→ Exercise aim: Filter these entries down to the lines that hold the word "white", and show each of them.

→ Provided information:
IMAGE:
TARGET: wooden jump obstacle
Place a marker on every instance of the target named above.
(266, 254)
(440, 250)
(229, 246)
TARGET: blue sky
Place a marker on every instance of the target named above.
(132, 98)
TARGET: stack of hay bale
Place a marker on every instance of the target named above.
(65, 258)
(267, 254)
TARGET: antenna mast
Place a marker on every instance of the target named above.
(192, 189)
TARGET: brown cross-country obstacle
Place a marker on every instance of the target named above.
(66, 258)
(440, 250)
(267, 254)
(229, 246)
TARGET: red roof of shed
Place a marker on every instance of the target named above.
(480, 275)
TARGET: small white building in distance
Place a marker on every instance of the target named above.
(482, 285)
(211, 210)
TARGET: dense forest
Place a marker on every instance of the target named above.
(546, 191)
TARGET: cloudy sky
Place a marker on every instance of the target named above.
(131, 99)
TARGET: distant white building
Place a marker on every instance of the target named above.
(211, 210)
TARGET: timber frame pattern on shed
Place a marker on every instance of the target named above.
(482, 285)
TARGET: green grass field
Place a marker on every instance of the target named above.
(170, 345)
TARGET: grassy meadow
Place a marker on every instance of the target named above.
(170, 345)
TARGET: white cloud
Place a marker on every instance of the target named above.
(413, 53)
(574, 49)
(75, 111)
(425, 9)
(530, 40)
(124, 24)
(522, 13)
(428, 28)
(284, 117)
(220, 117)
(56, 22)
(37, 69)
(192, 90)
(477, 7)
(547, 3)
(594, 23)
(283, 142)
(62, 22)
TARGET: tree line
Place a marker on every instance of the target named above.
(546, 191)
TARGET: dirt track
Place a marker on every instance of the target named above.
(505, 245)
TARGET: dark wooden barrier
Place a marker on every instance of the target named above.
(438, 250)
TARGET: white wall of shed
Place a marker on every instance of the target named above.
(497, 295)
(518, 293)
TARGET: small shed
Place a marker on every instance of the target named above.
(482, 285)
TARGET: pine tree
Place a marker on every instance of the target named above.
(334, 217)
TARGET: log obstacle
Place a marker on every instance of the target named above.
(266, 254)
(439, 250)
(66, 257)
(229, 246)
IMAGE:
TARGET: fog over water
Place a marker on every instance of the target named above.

→ Exercise solution:
TARGET: small white building in distance
TARGET: distant white building
TARGET: white cloud
TARGET: white wall of shed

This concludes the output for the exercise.